→ Aim of the exercise:
Nothing in the records should change; write them all out again.

→ Record extracts:
***
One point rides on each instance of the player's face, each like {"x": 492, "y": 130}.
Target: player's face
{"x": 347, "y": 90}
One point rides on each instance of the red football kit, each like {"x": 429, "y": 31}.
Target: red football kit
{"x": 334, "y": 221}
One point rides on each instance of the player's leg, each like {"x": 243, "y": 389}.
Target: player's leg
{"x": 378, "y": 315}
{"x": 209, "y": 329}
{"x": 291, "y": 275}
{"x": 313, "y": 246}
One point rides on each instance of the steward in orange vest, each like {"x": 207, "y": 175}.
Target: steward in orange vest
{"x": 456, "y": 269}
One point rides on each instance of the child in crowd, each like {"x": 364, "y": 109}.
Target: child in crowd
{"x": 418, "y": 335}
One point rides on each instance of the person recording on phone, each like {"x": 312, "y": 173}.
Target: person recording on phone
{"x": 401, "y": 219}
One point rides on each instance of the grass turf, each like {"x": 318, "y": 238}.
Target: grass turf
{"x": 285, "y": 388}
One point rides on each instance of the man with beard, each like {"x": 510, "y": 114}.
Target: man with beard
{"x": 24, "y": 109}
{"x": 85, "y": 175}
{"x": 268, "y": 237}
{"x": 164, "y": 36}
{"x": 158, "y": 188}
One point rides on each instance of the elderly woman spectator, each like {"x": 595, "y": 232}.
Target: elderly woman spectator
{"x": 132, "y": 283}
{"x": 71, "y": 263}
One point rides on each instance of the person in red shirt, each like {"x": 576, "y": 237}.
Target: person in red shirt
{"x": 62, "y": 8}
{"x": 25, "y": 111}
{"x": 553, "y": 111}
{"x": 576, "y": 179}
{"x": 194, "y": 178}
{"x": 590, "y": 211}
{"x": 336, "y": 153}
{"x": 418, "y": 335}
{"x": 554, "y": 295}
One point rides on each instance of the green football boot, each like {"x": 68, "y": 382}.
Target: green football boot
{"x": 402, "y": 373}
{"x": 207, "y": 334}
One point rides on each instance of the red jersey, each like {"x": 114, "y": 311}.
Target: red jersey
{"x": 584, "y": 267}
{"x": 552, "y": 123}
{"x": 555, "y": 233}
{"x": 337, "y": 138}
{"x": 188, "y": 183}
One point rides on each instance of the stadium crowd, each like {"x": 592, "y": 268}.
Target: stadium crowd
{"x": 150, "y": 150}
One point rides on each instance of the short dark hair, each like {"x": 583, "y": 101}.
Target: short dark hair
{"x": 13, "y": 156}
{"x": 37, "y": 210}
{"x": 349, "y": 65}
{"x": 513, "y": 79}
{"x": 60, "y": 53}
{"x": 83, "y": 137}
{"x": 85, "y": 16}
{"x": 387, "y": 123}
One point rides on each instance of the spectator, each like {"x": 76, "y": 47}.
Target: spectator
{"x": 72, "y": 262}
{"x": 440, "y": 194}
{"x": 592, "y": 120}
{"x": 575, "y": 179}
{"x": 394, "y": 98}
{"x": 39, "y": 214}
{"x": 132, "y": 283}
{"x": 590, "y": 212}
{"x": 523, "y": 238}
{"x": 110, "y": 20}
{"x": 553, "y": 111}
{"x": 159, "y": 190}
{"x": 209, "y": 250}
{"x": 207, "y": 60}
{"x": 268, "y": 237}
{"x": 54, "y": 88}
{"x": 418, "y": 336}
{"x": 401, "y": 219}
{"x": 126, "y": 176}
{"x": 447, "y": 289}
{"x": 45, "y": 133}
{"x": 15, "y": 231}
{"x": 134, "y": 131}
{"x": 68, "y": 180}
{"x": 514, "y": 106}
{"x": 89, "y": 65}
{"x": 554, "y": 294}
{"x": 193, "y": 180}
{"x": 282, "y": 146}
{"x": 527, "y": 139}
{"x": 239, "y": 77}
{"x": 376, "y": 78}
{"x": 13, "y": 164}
***
→ Problem solution:
One point rides on each instance of the player's face, each like {"x": 492, "y": 130}.
Target: player's face
{"x": 347, "y": 90}
One point rides on each instance of the red football kit, each like {"x": 429, "y": 31}.
Target: red football kit
{"x": 334, "y": 221}
One point rides on each instance of the player's leg, each like {"x": 243, "y": 389}.
Target: player's leg
{"x": 378, "y": 315}
{"x": 209, "y": 329}
{"x": 291, "y": 275}
{"x": 313, "y": 246}
One point rides on each instance of the steward in orange vest, each like {"x": 207, "y": 175}.
Target: steward in orange vest
{"x": 456, "y": 269}
One point rides on each instance of the child in crowd, each like {"x": 364, "y": 109}.
Target: child in crowd
{"x": 418, "y": 335}
One point rides on each instance of the person recording on phone, each like {"x": 312, "y": 173}.
Target: person recording on phone
{"x": 401, "y": 219}
One point rides on each instance of the grass turf, each like {"x": 318, "y": 238}.
Target: grass turf
{"x": 285, "y": 388}
One point rides on each instance of the man with beard, each like {"x": 510, "y": 114}.
Target: man with beard
{"x": 24, "y": 109}
{"x": 85, "y": 175}
{"x": 268, "y": 237}
{"x": 164, "y": 36}
{"x": 158, "y": 188}
One point rides on each instance of the elderly woman spectator, each like {"x": 595, "y": 232}.
Target: elderly woman spectator
{"x": 132, "y": 283}
{"x": 71, "y": 263}
One point rides on each instance of the person in red shirt, each like {"x": 576, "y": 237}.
Target: person in red shirt
{"x": 62, "y": 8}
{"x": 25, "y": 111}
{"x": 553, "y": 111}
{"x": 576, "y": 179}
{"x": 194, "y": 178}
{"x": 590, "y": 211}
{"x": 336, "y": 153}
{"x": 418, "y": 335}
{"x": 554, "y": 295}
One point rides on each instance of the green football boot, each like {"x": 68, "y": 382}.
Target: green football boot
{"x": 402, "y": 373}
{"x": 207, "y": 334}
One point rides on each instance of the red jersey, each like {"x": 114, "y": 311}.
Target: red jersey
{"x": 584, "y": 267}
{"x": 552, "y": 123}
{"x": 555, "y": 233}
{"x": 337, "y": 138}
{"x": 188, "y": 183}
One point rides on each instance of the stadium crowd, each like {"x": 592, "y": 268}.
Target: stadium crowd
{"x": 150, "y": 150}
One point rides on each instance of the short dark hair, each like {"x": 583, "y": 101}.
Target: short dark hair
{"x": 13, "y": 156}
{"x": 37, "y": 210}
{"x": 349, "y": 65}
{"x": 513, "y": 79}
{"x": 60, "y": 53}
{"x": 83, "y": 137}
{"x": 85, "y": 16}
{"x": 387, "y": 123}
One point rides on each instance of the spectator, each like {"x": 76, "y": 47}.
Target: spectator
{"x": 72, "y": 262}
{"x": 440, "y": 194}
{"x": 592, "y": 120}
{"x": 575, "y": 179}
{"x": 394, "y": 98}
{"x": 39, "y": 214}
{"x": 132, "y": 283}
{"x": 590, "y": 212}
{"x": 523, "y": 238}
{"x": 110, "y": 20}
{"x": 553, "y": 111}
{"x": 159, "y": 190}
{"x": 209, "y": 250}
{"x": 207, "y": 60}
{"x": 268, "y": 237}
{"x": 54, "y": 88}
{"x": 418, "y": 336}
{"x": 401, "y": 219}
{"x": 126, "y": 176}
{"x": 447, "y": 289}
{"x": 45, "y": 133}
{"x": 15, "y": 231}
{"x": 134, "y": 131}
{"x": 68, "y": 180}
{"x": 514, "y": 106}
{"x": 89, "y": 65}
{"x": 554, "y": 294}
{"x": 193, "y": 180}
{"x": 282, "y": 146}
{"x": 527, "y": 139}
{"x": 239, "y": 77}
{"x": 376, "y": 78}
{"x": 13, "y": 164}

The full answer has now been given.